**Extrait du document**:
* * * * * * * * *
Fondatrice en 2008 du site Seniorsavotreservice.com, qui recense quelque 40 000 annonces en ligne, Valérie Gruau a vu le marché exploser avec la crise. "Entre l'été 2011 et l'été 2012, le nombre de candidatures a doublé. La notoriété grandissante de notre plate-forme en est en partie responsable, mais aussi certainement le contexte économique", explique la directrice.
Le bricolage, le jardinage, les gardes d'enfants, tout ce qui tourne autour des aides aux personnes âgées sont les services les plus proposés. La plupart des candidats sont de jeunes retraités, entre 55 et 65 ans en moyenne. Les femmes sont légèrement plus nombreuses. En face, l'essentiel des employeurs est constitué de particuliers.
Chez BiTWiiN.com , autre spécialiste de l'emploi senior, Bertrand Favre, son président-fondateur, enregistre lui aussi les mêmes profils. En quatre ans, il a été témoin de l'évolution des motivations des postulants. "A nos débuts, en 2008, la reprise d'activité correspondait plus à un profil de seniors qui voulaient rester actifs. Depuis deux ans, l'aspect financier rentre de plus en plus en ligne de compte." Même si, globalement, le niveau de vie des retraités est supérieur à celui des actifs, une partie de la population senior a aujourd'hui du mal à joindre les deux bouts.
"PLUS DE 10 % ONT UNE PENSION INFÉRIEURE À 600 EUROS PAR MOIS"
"Plus de 10 % des retraités, dont majoritairement des femmes vivant seules, perçoivent une pension inférieure à 600 euros par mois, bien au-dessous du seuil de pauvreté (954 euros pour une personne seule)", rappelle Daniel Druesne, à la CFDT-retraités. Fin 2010, 576 300 personnes étaient allocataires du minimum vieillesse, rebaptisé en 2007 "allocation de solidarité aux personnes âgées" (ASPA), soit 709 euros mensuels. Près des deux tiers étaient des femmes, pénalisées parce qu'elles n'ont pas assez cotisé pendant leur vie professionnelle.
Dans les organisations caritatives, les retraités représentent aujourd'hui 15 % des personnes venant solliciter une aide alimentaire ou un soutien financier pour régler un loyer, une facture d'électricité ou de gaz ou des frais médicaux. Un pourcentage qui, en quelques années, a doublé, estime la Croix-Rouge.
* * * * * * * * *
[Enregistrements extraits]
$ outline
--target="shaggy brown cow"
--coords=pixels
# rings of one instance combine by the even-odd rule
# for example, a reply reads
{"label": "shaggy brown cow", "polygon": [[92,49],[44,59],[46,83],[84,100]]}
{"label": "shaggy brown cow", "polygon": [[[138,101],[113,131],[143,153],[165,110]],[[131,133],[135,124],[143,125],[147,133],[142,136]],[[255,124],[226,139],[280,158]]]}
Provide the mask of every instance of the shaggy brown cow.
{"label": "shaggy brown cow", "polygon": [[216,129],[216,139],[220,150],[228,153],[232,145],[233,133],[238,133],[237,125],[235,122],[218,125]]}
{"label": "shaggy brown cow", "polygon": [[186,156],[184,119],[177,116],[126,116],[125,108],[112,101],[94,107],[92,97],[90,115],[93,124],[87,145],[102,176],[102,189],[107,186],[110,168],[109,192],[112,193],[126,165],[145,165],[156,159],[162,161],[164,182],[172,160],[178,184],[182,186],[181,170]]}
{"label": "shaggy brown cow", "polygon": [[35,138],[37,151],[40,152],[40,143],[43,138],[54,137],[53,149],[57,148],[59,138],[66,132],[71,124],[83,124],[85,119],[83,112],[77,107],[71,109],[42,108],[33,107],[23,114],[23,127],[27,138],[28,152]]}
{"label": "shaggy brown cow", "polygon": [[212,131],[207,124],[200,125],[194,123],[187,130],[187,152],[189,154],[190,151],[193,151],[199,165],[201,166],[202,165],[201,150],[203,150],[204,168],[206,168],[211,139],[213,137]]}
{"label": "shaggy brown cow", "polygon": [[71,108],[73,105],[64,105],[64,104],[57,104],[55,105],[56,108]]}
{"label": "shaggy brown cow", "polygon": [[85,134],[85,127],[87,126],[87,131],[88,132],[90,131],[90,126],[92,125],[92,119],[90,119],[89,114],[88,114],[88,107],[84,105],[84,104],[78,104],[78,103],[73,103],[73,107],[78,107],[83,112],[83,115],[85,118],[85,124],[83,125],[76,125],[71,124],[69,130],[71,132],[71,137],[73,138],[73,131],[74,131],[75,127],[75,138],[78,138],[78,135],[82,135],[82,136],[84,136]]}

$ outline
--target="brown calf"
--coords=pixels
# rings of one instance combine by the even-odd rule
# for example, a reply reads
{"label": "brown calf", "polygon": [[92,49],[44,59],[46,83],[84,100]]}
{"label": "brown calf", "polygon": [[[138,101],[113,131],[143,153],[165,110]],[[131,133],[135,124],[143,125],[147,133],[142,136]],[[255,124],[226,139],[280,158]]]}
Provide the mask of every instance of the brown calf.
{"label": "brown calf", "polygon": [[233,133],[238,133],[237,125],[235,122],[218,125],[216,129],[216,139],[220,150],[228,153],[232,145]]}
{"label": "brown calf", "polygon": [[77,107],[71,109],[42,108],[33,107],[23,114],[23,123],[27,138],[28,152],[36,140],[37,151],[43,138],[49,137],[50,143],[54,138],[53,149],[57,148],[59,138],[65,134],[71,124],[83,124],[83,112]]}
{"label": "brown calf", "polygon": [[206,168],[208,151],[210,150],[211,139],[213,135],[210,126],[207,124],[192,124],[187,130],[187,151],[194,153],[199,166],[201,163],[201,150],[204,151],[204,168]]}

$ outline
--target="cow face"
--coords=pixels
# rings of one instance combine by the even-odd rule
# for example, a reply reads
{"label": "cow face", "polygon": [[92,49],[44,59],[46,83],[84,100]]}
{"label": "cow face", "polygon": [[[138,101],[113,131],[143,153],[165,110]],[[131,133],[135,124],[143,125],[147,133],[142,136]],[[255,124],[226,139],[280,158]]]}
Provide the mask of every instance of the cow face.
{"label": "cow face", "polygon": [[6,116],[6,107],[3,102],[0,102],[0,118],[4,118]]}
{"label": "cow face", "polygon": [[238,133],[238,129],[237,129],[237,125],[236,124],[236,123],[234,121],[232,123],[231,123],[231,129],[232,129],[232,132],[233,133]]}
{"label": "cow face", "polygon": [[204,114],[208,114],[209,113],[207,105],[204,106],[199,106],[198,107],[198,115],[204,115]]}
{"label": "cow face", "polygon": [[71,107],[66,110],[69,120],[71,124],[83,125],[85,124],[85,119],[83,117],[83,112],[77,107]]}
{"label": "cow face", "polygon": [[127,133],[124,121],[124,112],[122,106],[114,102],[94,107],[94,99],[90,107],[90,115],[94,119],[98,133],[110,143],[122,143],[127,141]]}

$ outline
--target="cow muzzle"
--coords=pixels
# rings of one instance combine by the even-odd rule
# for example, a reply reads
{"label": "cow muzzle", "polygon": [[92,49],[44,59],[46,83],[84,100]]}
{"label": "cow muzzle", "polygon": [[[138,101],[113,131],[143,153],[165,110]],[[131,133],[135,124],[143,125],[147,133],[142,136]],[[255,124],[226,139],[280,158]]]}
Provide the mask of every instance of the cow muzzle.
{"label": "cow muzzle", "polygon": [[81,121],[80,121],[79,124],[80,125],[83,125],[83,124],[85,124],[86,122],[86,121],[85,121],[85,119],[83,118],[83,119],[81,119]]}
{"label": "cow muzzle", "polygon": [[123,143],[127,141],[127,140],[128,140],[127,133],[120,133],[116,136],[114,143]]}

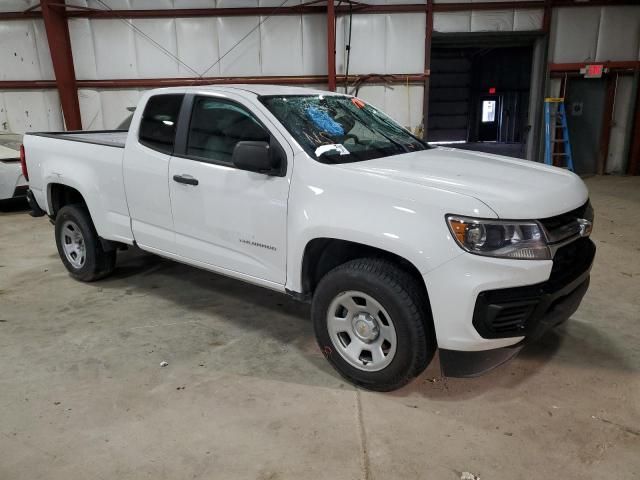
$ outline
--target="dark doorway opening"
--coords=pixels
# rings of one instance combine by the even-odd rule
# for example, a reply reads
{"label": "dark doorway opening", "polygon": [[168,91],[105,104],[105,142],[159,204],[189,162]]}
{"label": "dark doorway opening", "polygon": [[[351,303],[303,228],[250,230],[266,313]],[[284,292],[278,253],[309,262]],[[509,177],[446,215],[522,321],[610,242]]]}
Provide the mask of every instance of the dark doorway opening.
{"label": "dark doorway opening", "polygon": [[595,174],[606,98],[605,78],[569,78],[565,94],[567,126],[576,173]]}
{"label": "dark doorway opening", "polygon": [[428,141],[525,158],[533,41],[434,36]]}

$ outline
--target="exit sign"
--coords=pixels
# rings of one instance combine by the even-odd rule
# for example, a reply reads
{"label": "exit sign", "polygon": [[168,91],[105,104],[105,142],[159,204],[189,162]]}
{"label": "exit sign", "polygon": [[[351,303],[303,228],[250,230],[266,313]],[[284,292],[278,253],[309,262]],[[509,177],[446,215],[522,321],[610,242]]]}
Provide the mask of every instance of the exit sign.
{"label": "exit sign", "polygon": [[587,65],[583,73],[584,78],[600,78],[604,73],[604,65]]}

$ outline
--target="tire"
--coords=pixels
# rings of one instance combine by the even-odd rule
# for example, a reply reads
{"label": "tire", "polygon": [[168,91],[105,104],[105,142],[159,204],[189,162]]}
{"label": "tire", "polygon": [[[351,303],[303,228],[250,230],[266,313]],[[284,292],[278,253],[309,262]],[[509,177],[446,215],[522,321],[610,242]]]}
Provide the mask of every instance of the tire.
{"label": "tire", "polygon": [[347,380],[369,390],[390,391],[409,383],[436,349],[423,290],[384,259],[352,260],[331,270],[320,280],[311,307],[327,360]]}
{"label": "tire", "polygon": [[55,235],[60,259],[76,280],[93,282],[115,269],[116,251],[104,250],[84,206],[62,207],[56,215]]}

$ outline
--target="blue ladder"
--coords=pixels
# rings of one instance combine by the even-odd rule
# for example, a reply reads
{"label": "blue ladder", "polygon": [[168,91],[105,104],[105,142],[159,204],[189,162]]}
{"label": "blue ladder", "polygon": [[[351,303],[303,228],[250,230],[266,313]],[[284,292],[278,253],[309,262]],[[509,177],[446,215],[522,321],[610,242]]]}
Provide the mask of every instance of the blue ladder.
{"label": "blue ladder", "polygon": [[[551,106],[556,105],[555,111],[552,111]],[[555,122],[552,124],[551,119],[554,118]],[[551,127],[555,125],[556,128],[562,129],[562,139],[551,138]],[[557,137],[557,135],[555,135]],[[570,171],[573,169],[573,156],[571,155],[571,142],[569,142],[569,127],[567,127],[567,112],[564,108],[564,98],[545,98],[544,99],[544,138],[545,138],[545,151],[544,151],[544,163],[547,165],[553,165],[553,157],[564,157],[566,159],[566,165],[560,165]],[[560,143],[563,145],[563,152],[555,153],[553,145]]]}

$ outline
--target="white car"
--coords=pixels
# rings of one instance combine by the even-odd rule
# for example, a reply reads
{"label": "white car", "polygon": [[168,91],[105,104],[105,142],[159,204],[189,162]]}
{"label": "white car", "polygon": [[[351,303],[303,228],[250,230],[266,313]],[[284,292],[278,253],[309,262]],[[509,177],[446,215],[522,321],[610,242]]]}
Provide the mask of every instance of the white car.
{"label": "white car", "polygon": [[27,180],[20,165],[22,135],[0,133],[0,200],[23,197]]}
{"label": "white car", "polygon": [[28,194],[71,275],[142,250],[312,301],[320,348],[391,390],[436,348],[481,373],[578,308],[579,177],[432,148],[358,98],[236,85],[147,92],[127,131],[25,136]]}

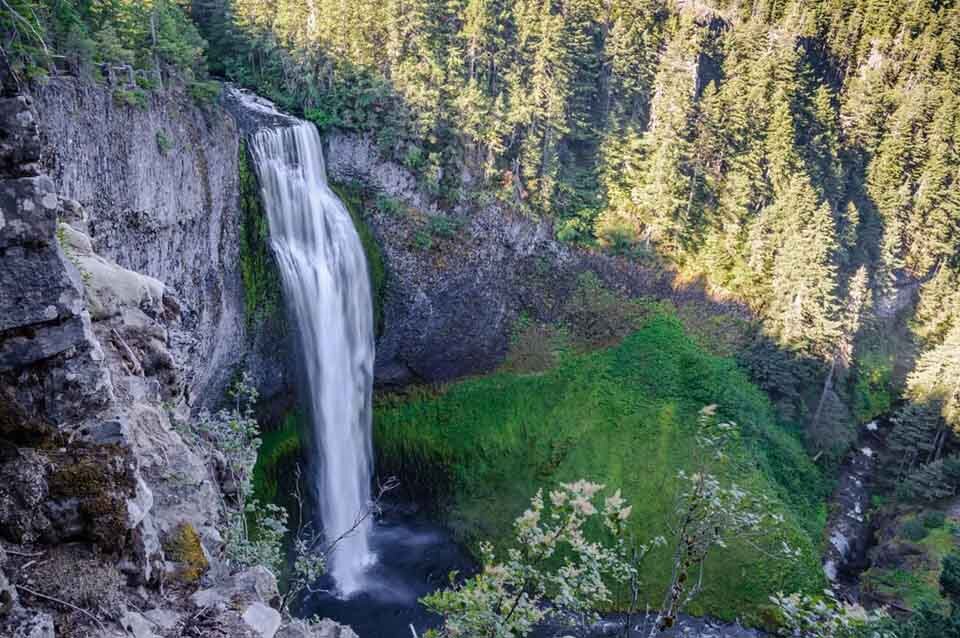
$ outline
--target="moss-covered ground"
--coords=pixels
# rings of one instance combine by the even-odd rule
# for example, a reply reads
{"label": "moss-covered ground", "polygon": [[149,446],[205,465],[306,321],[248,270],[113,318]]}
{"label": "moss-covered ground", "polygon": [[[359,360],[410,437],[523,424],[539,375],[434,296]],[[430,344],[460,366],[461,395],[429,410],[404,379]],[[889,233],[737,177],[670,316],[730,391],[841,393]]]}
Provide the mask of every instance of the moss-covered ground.
{"label": "moss-covered ground", "polygon": [[[643,541],[667,532],[676,473],[690,463],[696,415],[708,404],[742,431],[733,452],[745,469],[729,478],[772,497],[784,524],[759,548],[734,543],[711,556],[690,611],[760,621],[771,593],[821,586],[829,485],[733,359],[707,354],[669,311],[649,315],[619,345],[564,352],[546,371],[381,400],[378,469],[434,493],[440,483],[443,515],[470,545],[505,542],[538,488],[581,477],[623,489]],[[782,540],[801,550],[798,561],[765,553]],[[648,560],[647,602],[659,602],[669,569],[665,550]]]}

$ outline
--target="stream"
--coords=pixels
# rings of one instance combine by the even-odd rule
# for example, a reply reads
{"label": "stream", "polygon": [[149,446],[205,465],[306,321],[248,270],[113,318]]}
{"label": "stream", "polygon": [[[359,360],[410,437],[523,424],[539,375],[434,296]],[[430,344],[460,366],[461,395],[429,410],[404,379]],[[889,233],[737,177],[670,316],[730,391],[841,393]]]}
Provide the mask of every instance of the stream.
{"label": "stream", "polygon": [[[857,442],[840,467],[824,532],[824,573],[841,597],[859,599],[859,575],[869,566],[867,550],[872,530],[867,516],[873,493],[873,475],[889,424],[878,419],[861,427]],[[439,624],[417,600],[448,582],[448,574],[470,574],[476,565],[466,548],[415,507],[392,506],[370,534],[377,561],[367,574],[369,587],[348,598],[335,593],[306,598],[299,615],[330,617],[350,625],[362,638],[412,638]],[[329,578],[318,585],[335,591]],[[650,619],[633,617],[629,636],[645,638]],[[625,618],[607,616],[586,632],[568,626],[545,625],[534,638],[602,638],[624,636]],[[665,638],[761,638],[756,629],[709,618],[681,616],[677,627],[659,634]]]}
* * * * * * * * *
**Description du problème**: Poursuivez le texte sur la reprise d'activité des retraités à partir de sa dernière phrase.

**Réponse rédigée**:
L'augmentation des divorces – le taux de séparation des plus de 60 ans a crû de 28 % chez les femmes et de 39 % chez les hommes en dix ans – explique aussi ces difficultés. Au moment de sa retraite, un Français sur deux se retrouve seul, et donc sans personne avec qui partager les dépenses. En temps de crise, la solidarité familiale envers les enfants, les petits-enfants, voire les parents, grignotte de plus en plus les marges de manœuvre qu'avaient les personnes qui arrivaient à la retraite. Toutes les questions liées au déremboursement des médicaments, au financement d'une mutuelle ou de frais liés à la dépendance représentent aussi de fortes pressions budgétaires.
Selon les responsables du site Internet Seniorsavotreservice.com, 2 500 "mises en relation" entre un demandeur et un employeur ont lieu par mois en moyenne. Impossible de savoir combien aboutissent réellement à une mission. Comme ses concurrents, le site sert d'intermédiaire, et non de recruteur. Mais tous les spécialistes du sujet s'accordent pour dire que le marché de l'emploi senior est promis à un bel avenir, avec la paupérisation annoncée d'une partie des retraités.
Les prochaines vagues de retraités correspondront à des générations qui auront davantage connu des aléas de carrière comme le chômage ou le temps partiel, autant de périodes où l'on cotise moins pour ses vieux jours.